▶ [Data for this exercise]

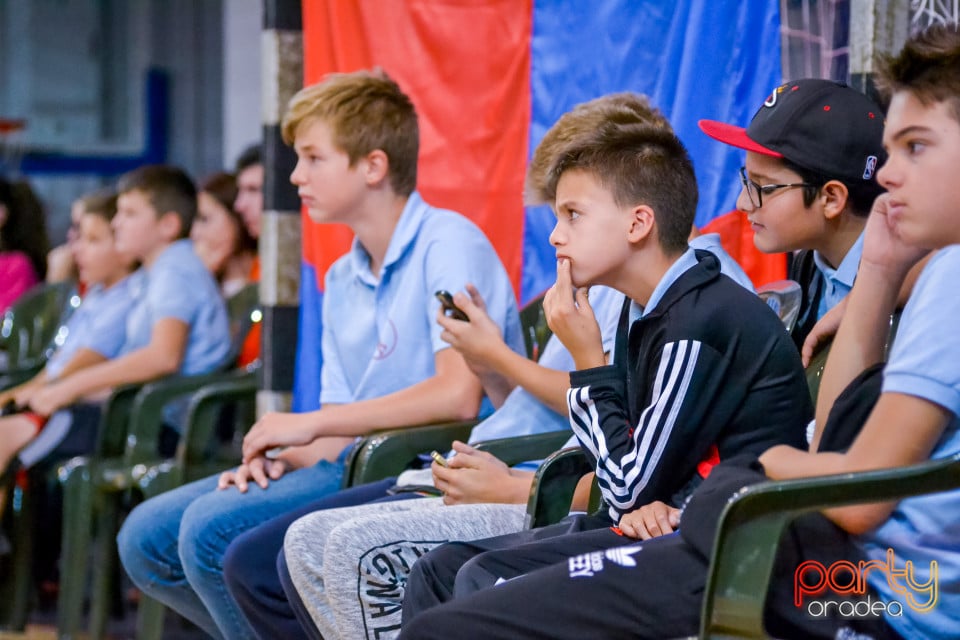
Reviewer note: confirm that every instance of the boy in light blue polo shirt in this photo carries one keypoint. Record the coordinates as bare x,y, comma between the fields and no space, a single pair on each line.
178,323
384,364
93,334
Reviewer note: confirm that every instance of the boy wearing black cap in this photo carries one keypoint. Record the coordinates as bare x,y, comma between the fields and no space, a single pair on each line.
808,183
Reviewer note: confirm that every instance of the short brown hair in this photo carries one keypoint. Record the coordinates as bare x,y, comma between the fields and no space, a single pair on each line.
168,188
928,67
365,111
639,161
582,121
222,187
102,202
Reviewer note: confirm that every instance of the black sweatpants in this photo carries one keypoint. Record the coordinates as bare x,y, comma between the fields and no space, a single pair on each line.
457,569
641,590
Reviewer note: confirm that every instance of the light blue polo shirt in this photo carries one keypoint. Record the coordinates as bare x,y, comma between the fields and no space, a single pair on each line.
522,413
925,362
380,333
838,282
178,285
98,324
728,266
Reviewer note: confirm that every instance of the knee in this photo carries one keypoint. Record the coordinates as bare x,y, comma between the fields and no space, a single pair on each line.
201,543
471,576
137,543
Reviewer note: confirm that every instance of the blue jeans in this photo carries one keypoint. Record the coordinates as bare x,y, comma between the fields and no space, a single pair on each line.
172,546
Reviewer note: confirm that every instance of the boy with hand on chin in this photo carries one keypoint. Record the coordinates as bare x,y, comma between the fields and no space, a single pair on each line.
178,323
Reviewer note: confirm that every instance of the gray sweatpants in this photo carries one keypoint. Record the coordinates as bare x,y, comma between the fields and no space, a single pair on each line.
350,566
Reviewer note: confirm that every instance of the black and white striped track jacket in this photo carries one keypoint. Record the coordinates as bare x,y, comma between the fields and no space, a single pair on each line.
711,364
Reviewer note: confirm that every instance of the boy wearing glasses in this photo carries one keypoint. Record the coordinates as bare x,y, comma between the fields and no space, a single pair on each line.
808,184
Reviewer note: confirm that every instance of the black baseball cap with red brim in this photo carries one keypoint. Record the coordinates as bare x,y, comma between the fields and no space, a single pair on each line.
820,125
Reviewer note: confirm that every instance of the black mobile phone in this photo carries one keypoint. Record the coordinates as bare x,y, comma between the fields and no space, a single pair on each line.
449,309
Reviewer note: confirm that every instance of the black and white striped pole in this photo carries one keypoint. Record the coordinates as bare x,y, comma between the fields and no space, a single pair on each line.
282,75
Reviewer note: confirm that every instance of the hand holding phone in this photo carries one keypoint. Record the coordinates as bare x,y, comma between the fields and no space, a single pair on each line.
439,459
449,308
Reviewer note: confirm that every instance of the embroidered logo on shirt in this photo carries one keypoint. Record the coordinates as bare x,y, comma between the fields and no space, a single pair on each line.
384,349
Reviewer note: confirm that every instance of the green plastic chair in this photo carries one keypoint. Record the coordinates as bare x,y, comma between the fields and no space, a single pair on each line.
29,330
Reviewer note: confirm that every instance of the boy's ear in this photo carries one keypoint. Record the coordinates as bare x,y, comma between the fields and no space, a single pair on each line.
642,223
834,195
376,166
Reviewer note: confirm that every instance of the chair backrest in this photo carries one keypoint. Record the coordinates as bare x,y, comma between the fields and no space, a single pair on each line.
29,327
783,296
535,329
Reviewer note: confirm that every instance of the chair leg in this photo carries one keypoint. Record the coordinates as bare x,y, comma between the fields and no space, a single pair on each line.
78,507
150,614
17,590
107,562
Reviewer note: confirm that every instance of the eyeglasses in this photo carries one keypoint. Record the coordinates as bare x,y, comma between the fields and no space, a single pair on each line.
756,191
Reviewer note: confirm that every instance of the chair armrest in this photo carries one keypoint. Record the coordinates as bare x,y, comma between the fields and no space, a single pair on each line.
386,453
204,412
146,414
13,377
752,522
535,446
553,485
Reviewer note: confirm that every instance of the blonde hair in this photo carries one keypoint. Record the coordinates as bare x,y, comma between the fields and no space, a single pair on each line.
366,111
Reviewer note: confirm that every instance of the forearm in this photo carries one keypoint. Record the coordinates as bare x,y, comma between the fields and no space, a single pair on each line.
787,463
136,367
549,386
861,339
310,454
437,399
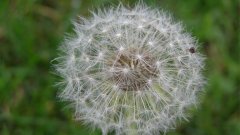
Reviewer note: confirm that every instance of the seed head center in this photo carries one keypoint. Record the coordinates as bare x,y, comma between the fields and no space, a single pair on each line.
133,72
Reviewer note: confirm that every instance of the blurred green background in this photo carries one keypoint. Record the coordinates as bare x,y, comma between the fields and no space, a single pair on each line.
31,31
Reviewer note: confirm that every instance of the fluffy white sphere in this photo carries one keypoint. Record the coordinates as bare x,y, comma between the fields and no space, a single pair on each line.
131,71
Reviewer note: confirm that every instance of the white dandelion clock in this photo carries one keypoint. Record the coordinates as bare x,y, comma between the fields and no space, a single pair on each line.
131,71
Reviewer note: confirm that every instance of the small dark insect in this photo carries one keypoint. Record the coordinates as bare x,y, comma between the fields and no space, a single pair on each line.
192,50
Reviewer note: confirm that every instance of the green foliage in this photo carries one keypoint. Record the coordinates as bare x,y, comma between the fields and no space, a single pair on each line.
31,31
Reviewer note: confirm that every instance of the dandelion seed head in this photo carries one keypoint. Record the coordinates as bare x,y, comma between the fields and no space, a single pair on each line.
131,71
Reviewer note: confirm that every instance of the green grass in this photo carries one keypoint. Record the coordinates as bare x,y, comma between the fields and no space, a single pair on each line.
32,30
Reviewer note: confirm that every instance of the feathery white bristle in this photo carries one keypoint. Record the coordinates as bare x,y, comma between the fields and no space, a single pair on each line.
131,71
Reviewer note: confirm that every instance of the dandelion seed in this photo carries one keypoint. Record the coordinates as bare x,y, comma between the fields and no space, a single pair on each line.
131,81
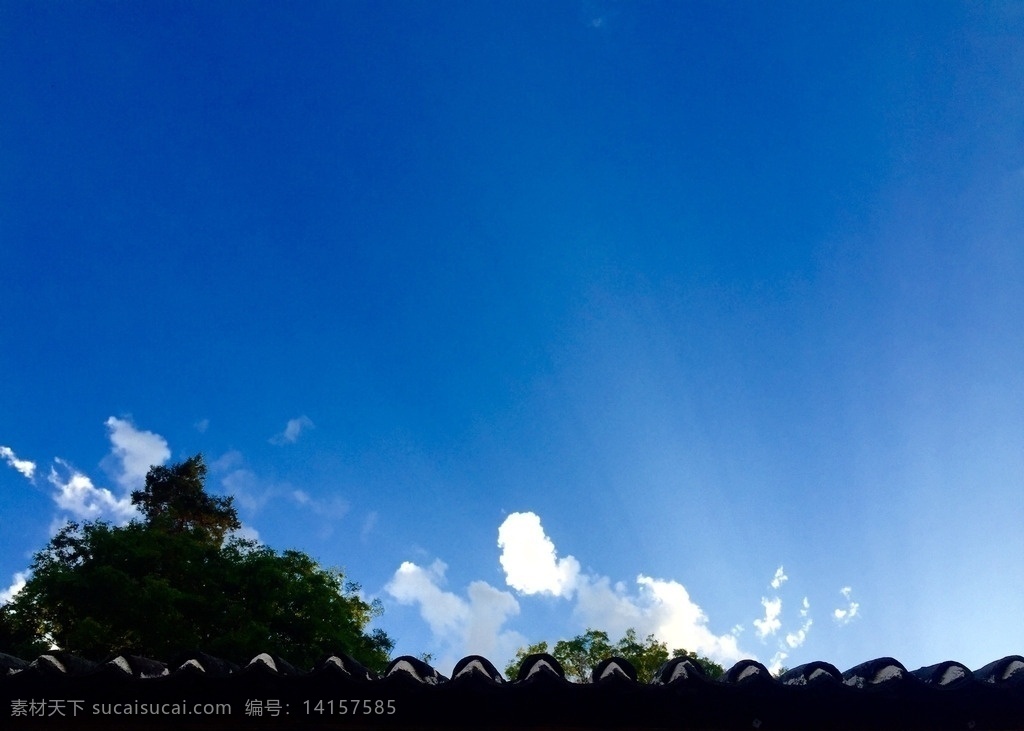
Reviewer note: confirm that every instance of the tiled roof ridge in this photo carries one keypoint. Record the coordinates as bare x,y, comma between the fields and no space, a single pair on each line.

▶ [Exercise task] Update the material above so that every "Reviewer note" reads "Annotator note", keeping all other text the same. Leave the pictures out of your answer.

▶ [Solution for this exercise]
Annotator note: confirm that every instance of the boy in light blue polo shirt in this photo carries one keypoint. Record the coordinates as bare x,y, comma between the fields and no space, a single pair on each line.
178,323
384,364
93,334
Annotator note: confirm that every instance of the boy wearing black cap in this photo carries one keypoint. Record the coordinates as bare x,y, comma between the fields and no space, a single pair on each line.
808,183
Annotator note: confirm that every instance of the short brown hair in this photo carries one keypoint. Record the coordinates as bare x,y, comma between the fields and no space, a single pair on each line.
168,188
928,67
365,111
639,161
582,121
222,187
102,202
Annotator note: confirm that every instance of the black sweatpants in this photo carries one keypoint. Record the coordinates as bare x,y, comma between the fields and no space, a single pair on each line.
457,569
641,590
Annotator note: confirm that every instance of the light blue polo shirt in this photo carries one keypoint. Record the coordinates as bare x,y, comma between the fields and no space, a single pair on each line.
522,413
925,362
380,333
838,282
178,285
98,324
728,266
Annotator note: confirm that every instance of the knee in this photo carries one keypoint. Record the coordinates as bare x,y, comma between the fields and no space, a single pair on each line.
201,543
471,576
137,543
Annotator note: confirm that every instance of the blue jeans in this photo carries one keypoint. Record the coordinates as bare x,y, comma between the fields and no space, a single pair on each line.
172,546
Annotator note: confirm that every instance of the boy with hand on chin in this photo carries one keypoint. Record the coordinates as bare x,y, comma between the fields and no space, a single pair on each line.
178,323
Annotator note: confirm that every instance of the gray sweatpants in this photo carries one keypoint. Record the coordinates as bare x,y, comma between the fields and no space, a single pair on each line.
350,566
Annotator note: confirm that every instance of the black and white striped track jacket in this photo carries one keypoint. Record the coordinates as bare x,y, comma between the fields and no space, a single pair on each line.
711,364
Annotator note: confirm that every instance of the boy wearing glasses in this photo carries one keypoint. Record the coordinates as bare x,y, comma between the fields and no space, a single pair on each line.
808,184
Annotator note: confirm that every instance of the black baseball cap with red brim in this photo carries one keypoint. Record the coordinates as bare x,y, comma between the fields and no space, a single pair on each line.
820,125
Annotator note: confirm that every instance of the black mobile phone in this photo carries one keypoint. Record the coordinates as bare x,y, comma between the fields and no space, a single pair on each line.
449,309
Annotator note: confirm that every instance of the black and white striped pole in this photo carries one keypoint. Record the coordinates as bare x,y, comma between the fields and no space, a single pair on each line.
282,75
Annotator note: confirm that every instance of the hand holding phone in this photo carries one keypoint. Record the coordinates as bare x,y, comma between the fields and no space, a single pair on each line.
439,459
449,308
Annotator note: confirm that every instance of the embroidered logo on shirt in this photo carries one keypoint. Record the coordinates as bare x,y, comma between the fields and no space, a single pair on each line.
384,349
Annotator note: confirm that every instance of the green plastic chair in this photo carries one keypoint. Record the coordinates as bare x,y, comma between the fields and no space, a single pair on each line.
29,330
Annotator note: confirm that every instance of the boy's ear in this photo carries one keypoint. Record the coordinates as bare x,y, comma between the fields and no space, a single pair on each line.
642,223
834,195
376,166
Annotator note: confirm that every instance of the chair backrest in this photo carries one keypoint. Record the coordinates as bare x,y, comma between the fields and no space, a single pair on each line.
29,327
783,296
535,329
Annotator note: confirm that every instance of the chair leg in this photo carries one keypoint. Record the coordinates as bare x,y, comma between the fields and no space, a single pair on each line.
78,507
150,614
17,590
107,562
Annotator note: confirm that every instance of the eyeglasses in this photo carries one keypoint. Record the coordinates as bare x,y, comma between the fields and no space, a single pair on each line.
756,191
Annotator note: confirm that every instance of the chair armrest in this photo carries one keypoint. Record the coordinates as bare x,y, comma between the fields and no space, a single pair on each line.
386,453
204,412
146,414
13,377
752,522
535,446
553,485
Annotator note: confirm that every instance of the blonde hair in this photo carries one keypoint. Record the coordinates as bare x,y, comma between the fields and no space, a single pair on each line.
366,111
Annotator note: confirm that every instance of the forearm in this photo carries one keypoint. Record the coordinates as bare x,y, comma between the fields and no space, a single pair on each line.
787,463
136,367
549,386
861,339
310,454
437,399
Annotator note: confirm that every instance of the seed head center in this photo carries one keypoint. Record the coordinates as bare x,y, comma between the fields and no space, a single pair on each line.
133,72
Annotator note: confirm that every instance of the blurred green background in this photo carries one keypoint. Record the coordinates as bare x,y, comma between the fields and no space, a single pair on each line.
31,31
Annotator note: confirm that every instance of the fluffy white sphere in this photo carries one keypoint. Record the coordinates as bare x,y, comma between the fields and no space, a single pair on each line.
131,71
Annotator note: confirm that every instance of the white dandelion clock in this photo carries one keypoint. Record the coordinates as bare x,y, comma between the fields and no space, a single pair on each line.
131,71
Annotator note: confirm that every instance of the small dark insect in this photo carries one keypoint. Record the coordinates as bare x,y, comma between the fields and no space, a single pair on each line.
192,50
Annotator note: confirm that every instance of the green foliage in this photo carries one keypoint. Record the coordinates as bare x,y, comma between the fields and no space, a single pair on each line.
31,31
Annotator note: confirm that every instance of the dandelion seed head in this photo carries one keypoint. Record the coordinates as bare x,y, comma between the fields and no space, a single pair on each line.
131,71
Annotator note: confirm that every instance of the green grass in this photo carries one keypoint. Record the coordinates as bare x,y, comma between the fields and no space, a single pair on each line.
32,30
Annotator note: confirm that every instance of the feathery white bristle in this photo carries one keypoint. Record the coordinates as bare x,y, comma between the fields and no space, a single pair on each line.
131,71
Annotator note: confirm that every instance of the dandelion seed in this photo carries one keypoint. Record the coordinates as bare x,y, comma between the fields and no space, a single pair on each line.
131,81
Annotator note: confirm that every instance of the tiled roof ridge in this photo carries one keypoint. Record the coordinates as bare x,y, comma between the fields and no space, a single pair on each line.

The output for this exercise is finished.